| PASSAGE TO READ |

Sam v. Town of Rotterdam

—Mercure, J.

Appeal from an order of the Supreme Court (Caruso, J.), entered February 10, 1997 in Schenectady County, which granted defendant’s motion for summary judgment dismissing the complaint.

On February 2, 1993, a police vehicle owned by defendant was delivered to Salisbury Chevrolet, Inc., an automobile dealership and repair facility in the Town of Scotia, Schenectady County, for repairs to its antilock braking system. At that time, Police Officer Carl LaMalfa advised Salisbury’s service personnel that the vehicle’s antilock brake light flashed intermittently, which was, as he advised Salisbury, a recurrence of a similar problem that had been the subject of a January 19, 1993 service call. As a Salisbury employee was driving the vehicle into the service area, the brakes failed, causing the vehicle to strike plaintiff Sien Sam (hereinafter plaintiff), a Salisbury brake technician, bringing about the injuries that are the subject of this action. The complaint alleges causes of *851action against defendant claiming (1) defendant’s derivative liability as owner of the vehicle based on the alleged negligence of the driver, and (2) defendant’s negligence in failing to make Salisbury aware of the dangerous and defective condition of the vehicle’s braking system. Following joinder of issue and defendant’s commencement of a third-party action against Salisbury, but before any discovery was conducted, defendant moved for summary judgment dismissing the complaint. Supreme Court granted the motion and plaintiffs appeal.

| OBJECTIVES |
(1) List every date that appears in the court opinion.
(2) Answer from the court opinion:
(a) In which county was the Supreme Court order entered?
(b) Which system of the police vehicle was it delivered to Salisbury to have repaired?
(c) What was Sien Sam's job at Salisbury?
(3) Carry on the court opinion from its last sentence.
The records have no connection to the court opinion.

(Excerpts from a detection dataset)
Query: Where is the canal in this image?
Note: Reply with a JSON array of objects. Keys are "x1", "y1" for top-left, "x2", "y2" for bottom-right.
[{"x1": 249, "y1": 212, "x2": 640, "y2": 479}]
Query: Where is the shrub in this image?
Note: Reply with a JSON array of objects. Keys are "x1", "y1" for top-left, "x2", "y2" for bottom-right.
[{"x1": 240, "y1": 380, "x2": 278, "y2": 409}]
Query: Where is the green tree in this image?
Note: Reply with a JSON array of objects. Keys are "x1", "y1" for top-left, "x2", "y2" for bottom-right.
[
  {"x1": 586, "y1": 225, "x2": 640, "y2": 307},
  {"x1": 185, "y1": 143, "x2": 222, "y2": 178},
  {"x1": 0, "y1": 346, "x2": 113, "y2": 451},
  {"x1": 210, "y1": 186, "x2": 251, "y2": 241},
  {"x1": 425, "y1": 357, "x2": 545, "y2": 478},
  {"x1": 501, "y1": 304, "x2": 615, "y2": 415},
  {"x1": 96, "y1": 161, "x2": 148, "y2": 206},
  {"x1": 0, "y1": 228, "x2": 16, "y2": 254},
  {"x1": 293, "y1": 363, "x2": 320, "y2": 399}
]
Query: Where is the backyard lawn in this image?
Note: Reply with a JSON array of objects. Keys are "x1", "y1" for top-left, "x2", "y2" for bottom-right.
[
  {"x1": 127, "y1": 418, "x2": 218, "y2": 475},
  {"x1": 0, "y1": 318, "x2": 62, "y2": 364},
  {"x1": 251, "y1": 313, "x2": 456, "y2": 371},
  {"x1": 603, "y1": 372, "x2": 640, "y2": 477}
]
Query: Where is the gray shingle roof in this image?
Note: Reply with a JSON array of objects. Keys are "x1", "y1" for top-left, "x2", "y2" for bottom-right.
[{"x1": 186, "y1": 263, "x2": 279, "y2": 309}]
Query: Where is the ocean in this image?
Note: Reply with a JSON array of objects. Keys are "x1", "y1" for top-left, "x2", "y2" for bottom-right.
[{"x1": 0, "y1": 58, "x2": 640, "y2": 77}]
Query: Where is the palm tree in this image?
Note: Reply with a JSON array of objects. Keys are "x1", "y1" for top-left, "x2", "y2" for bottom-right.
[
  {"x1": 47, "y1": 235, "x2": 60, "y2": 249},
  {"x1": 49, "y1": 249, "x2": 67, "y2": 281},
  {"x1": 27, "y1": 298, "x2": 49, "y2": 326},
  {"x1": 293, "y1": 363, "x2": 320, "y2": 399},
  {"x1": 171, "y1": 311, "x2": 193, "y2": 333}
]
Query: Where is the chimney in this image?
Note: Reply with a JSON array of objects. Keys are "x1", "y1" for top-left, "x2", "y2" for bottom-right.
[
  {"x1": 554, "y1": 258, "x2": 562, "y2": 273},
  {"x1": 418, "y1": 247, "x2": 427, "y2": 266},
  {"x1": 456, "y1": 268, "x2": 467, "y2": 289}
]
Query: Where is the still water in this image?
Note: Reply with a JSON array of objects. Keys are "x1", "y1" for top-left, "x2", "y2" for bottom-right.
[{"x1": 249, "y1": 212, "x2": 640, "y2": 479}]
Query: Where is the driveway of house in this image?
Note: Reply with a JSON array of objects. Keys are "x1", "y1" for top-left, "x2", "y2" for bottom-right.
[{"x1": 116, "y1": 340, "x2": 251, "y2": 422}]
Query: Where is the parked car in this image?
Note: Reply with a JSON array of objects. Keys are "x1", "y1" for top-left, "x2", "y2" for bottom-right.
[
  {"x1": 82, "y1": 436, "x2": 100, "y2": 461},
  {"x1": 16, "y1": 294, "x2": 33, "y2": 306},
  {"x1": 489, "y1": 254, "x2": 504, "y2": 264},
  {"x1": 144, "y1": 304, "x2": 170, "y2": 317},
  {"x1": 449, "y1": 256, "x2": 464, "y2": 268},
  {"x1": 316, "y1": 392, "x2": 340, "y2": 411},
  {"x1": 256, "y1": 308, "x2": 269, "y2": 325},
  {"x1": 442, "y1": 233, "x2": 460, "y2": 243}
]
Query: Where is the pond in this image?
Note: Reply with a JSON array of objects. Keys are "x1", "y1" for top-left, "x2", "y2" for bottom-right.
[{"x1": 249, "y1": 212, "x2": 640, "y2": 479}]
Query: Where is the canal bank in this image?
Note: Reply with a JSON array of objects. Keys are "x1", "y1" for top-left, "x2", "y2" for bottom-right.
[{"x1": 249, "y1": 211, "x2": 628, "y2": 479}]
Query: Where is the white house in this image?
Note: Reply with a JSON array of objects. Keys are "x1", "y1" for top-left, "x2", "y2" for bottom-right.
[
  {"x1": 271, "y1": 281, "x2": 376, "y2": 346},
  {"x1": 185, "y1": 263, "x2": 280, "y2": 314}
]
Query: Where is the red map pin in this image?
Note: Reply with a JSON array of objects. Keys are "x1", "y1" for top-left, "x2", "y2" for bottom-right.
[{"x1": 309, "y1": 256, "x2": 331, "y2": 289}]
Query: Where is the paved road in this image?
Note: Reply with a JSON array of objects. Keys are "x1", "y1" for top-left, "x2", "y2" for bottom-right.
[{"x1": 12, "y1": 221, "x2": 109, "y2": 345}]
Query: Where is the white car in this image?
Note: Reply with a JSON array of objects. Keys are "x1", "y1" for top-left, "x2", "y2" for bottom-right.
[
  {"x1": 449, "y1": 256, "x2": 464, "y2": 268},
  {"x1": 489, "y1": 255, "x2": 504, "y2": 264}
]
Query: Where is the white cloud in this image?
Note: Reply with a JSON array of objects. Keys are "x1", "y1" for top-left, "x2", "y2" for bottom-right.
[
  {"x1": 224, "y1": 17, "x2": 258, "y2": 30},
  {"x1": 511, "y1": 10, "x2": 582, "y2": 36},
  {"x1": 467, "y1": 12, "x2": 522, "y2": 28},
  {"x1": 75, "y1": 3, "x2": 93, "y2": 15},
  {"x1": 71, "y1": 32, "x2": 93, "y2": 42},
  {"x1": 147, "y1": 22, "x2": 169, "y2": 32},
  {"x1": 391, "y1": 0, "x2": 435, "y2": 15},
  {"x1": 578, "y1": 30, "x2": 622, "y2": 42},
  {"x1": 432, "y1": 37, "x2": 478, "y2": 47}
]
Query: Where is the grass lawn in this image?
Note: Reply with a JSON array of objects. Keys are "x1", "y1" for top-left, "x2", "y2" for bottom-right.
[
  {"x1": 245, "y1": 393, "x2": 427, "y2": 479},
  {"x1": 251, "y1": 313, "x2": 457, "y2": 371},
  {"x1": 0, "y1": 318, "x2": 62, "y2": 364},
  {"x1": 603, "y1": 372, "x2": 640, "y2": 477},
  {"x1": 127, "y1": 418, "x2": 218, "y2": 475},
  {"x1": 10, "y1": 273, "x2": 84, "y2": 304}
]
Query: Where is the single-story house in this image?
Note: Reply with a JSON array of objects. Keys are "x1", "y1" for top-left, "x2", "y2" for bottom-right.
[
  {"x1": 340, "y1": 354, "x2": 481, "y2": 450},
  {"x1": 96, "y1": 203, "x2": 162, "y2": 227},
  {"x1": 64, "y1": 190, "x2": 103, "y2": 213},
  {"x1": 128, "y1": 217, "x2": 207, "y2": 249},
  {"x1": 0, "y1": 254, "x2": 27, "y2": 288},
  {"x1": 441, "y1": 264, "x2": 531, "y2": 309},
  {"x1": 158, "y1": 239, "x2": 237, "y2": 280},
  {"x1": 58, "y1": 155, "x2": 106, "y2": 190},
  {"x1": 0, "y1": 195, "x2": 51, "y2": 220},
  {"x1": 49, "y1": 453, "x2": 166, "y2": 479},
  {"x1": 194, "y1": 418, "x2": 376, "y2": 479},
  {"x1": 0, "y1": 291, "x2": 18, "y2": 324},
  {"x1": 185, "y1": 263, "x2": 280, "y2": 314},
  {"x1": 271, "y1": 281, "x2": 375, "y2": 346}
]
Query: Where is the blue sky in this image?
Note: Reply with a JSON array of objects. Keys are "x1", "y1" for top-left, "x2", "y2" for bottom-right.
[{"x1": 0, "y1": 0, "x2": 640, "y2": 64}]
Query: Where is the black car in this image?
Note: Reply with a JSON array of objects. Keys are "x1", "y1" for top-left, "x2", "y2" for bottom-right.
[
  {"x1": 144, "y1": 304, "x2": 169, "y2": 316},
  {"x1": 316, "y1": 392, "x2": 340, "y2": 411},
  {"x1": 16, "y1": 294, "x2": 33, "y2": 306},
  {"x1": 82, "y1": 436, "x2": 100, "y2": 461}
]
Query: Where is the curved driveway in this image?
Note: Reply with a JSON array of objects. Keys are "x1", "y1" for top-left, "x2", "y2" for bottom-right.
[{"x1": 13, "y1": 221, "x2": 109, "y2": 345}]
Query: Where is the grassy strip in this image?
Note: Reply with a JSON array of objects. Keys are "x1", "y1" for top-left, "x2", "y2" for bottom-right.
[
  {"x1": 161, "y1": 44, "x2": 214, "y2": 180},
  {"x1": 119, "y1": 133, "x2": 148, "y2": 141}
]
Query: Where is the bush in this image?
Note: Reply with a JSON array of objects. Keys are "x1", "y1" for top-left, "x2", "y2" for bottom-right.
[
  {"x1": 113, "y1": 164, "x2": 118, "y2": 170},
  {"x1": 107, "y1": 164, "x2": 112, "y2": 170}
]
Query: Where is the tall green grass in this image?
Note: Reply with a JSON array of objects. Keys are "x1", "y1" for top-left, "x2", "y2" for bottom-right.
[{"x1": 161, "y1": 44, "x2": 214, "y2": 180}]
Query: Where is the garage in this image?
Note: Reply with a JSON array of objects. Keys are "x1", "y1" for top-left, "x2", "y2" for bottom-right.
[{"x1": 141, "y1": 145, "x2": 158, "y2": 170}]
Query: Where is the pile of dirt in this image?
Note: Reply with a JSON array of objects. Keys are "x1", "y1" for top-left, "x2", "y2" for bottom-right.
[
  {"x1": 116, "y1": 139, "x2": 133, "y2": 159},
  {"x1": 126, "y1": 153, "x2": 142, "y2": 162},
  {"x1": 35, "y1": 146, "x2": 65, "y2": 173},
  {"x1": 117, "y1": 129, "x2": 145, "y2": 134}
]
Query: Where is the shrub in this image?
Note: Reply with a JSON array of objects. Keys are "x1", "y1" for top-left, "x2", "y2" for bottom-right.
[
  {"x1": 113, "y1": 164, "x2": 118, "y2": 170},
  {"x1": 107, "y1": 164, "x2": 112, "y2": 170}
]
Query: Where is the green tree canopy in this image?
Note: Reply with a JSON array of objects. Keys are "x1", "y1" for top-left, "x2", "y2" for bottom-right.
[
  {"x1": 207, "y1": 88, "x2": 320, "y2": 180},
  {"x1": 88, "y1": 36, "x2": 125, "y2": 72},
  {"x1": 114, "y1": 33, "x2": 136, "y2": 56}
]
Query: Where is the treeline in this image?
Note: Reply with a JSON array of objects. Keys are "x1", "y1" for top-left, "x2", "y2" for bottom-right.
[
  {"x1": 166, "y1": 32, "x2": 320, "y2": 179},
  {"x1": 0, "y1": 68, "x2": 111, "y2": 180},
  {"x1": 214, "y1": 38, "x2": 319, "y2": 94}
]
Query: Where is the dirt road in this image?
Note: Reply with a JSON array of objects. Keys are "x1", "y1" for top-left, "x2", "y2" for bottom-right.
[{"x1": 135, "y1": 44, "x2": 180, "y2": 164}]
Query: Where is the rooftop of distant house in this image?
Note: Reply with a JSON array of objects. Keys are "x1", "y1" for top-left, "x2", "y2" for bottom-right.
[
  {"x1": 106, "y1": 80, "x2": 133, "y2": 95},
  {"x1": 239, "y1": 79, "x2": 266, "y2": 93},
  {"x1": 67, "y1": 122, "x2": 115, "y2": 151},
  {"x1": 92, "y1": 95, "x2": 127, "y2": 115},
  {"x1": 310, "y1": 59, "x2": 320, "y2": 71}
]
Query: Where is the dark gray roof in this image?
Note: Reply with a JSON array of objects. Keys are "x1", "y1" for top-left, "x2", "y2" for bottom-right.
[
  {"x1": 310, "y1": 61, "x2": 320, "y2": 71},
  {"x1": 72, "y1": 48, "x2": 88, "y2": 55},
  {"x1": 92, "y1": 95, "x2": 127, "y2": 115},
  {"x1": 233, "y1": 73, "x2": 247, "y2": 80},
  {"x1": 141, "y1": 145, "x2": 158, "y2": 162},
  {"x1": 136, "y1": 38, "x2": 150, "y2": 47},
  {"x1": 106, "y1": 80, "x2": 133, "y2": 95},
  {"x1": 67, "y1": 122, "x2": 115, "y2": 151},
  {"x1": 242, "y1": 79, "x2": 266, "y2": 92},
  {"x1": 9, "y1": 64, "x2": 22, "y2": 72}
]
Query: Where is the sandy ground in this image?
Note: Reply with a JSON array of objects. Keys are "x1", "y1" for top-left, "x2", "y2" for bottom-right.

| SOLVED PROBLEMS |
(1) February 10, 1997; February 2, 1993; January 19, 1993

(2)
(a) Schenectady County
(b) Its antilock braking system
(c) Brake technician

(3)
We affirm. As a threshold matter, we note plaintiffs’ concession that Supreme Court properly dismissed their first cause of action, predicated upon the alleged negligence of plaintiff’s fellow employee (Workers’ Compensation Law § 29 [6]; see, Kenny v Bacolo, 61 NY2d 642, 645; Christiansen v Silver Lake Contr. Corp., 188 AD2d 507, 508).

The question of whether Supreme Court was correct in its grant of summary judgment dismissing plaintiffs’ second cause of action is somewhat more problematic. Notably, the primary evidentiary support for defendant’s summary judgment motion came from LaMalfa’s supporting deposition, an instrument which, although subscribed and sworn to under the penalties of peijury and containing the warning set forth in Penal Law § 210.45, was not sworn to before a notary public or commissioner of deeds. Notwithstanding the existence of some caselaw tending to equate an affirmation with an affidavit (see, People v Sullivan, 56 NY2d 378, 383-384; Matter of Kurt EE., 199 AD2d 945), the inescapable fact is that CPLR 3212 (b) very specifically requires a summary judgment motion to “be supported by affidavit”. In addition, the provision of CPLR 2106 that attorneys, physicians, osteopaths and dentists may submit an affirmation “with the same force and effect as an affidavit” clearly manifests the Legislature’s intention that no other class of witness be granted that privilege. Although there is much to be said for permitting written affirmations by all persons, the Legislature has repeatedly failed to take action on proposals to that effect (see, Alexander, Practice Commentaries, McKinney’s Cons Laws of NY, Book 7B, CPLR 2106, at 816).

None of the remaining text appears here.